• [Exercise details] Print out every line, exactly as written.

• [Data entries]
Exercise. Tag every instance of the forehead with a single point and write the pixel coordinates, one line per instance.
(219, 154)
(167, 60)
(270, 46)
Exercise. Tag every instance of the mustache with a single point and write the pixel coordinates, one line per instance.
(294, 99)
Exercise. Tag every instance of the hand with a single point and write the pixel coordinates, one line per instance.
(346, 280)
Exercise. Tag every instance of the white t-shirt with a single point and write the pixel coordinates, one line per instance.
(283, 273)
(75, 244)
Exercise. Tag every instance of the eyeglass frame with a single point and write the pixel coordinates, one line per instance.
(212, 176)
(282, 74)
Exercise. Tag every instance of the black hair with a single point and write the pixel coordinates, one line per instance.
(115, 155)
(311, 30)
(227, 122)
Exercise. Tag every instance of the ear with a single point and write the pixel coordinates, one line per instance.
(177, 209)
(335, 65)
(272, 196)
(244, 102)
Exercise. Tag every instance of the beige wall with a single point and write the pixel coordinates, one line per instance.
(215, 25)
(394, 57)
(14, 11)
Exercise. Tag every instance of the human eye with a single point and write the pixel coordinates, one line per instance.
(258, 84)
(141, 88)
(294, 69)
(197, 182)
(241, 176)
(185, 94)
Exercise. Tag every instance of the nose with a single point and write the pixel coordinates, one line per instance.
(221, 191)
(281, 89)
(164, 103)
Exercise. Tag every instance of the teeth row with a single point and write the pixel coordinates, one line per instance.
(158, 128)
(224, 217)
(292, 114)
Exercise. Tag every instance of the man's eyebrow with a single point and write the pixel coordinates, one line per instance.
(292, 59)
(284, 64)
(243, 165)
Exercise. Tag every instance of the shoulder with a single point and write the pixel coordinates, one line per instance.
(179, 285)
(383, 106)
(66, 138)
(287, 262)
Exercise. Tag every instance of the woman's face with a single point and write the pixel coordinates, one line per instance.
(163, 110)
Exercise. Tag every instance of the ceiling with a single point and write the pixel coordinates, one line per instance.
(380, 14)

• [Output of the task]
Exercise. Tag every instance of the forehead with a single point and write the pixel coordinates, one line per instance.
(219, 154)
(167, 60)
(270, 46)
Exercise. Tag every instance of the mustache with a single point and write the pixel coordinates, one line per instance.
(294, 99)
Exercise. Tag every instance of the hand with a single point and write the pixel coordinates, one line per instance.
(346, 280)
Exercise. Tag every instance of the white t-shirt with a single point and write the pixel coordinates, one line per instance.
(283, 273)
(75, 244)
Exercise. Tag every instance of the eyeglass frame with a single point and write the pixel coordinates, one line per instance.
(212, 176)
(282, 74)
Exercise. Tag every instance of the black hair with a single point and write the pixel coordinates, one line per instance.
(115, 155)
(311, 30)
(227, 122)
Exercise. Tag every instance of the ear with a single point and write the pixel coordinates, one line per instance.
(177, 209)
(335, 65)
(272, 196)
(244, 102)
Exercise. Tag every instance of the beige wall with a single point and write the pixel coordinates, one line per instance.
(215, 25)
(394, 57)
(14, 11)
Exercise. Tag every instance of the human eye with a single point and write the pixel coordinates, one line per instance.
(258, 84)
(141, 88)
(294, 69)
(197, 182)
(241, 176)
(185, 94)
Exercise. Tag every instance of the nose with a single point and write the pixel coordinates, one line per instance.
(221, 191)
(281, 89)
(164, 103)
Exercise. Tag every instance of the teeth row with a single point and write the pixel coordinates, one line per instance.
(158, 128)
(224, 217)
(292, 114)
Exercise. Tag every instance of the man's eyebrow with a single point and write the pixel coordinates, one line per instance.
(292, 59)
(284, 64)
(243, 165)
Exercise. Tag every instance of the shoulder with a single point and write the pixel coordinates, one line per instance.
(179, 285)
(383, 106)
(66, 138)
(287, 262)
Exercise. Tag every instance of the woman's face with a single point and write the pixel coordinates, one line per instance.
(163, 110)
Exercise. Tag every instance of the ceiling with a single point and write the pixel coordinates, one line per instance.
(380, 14)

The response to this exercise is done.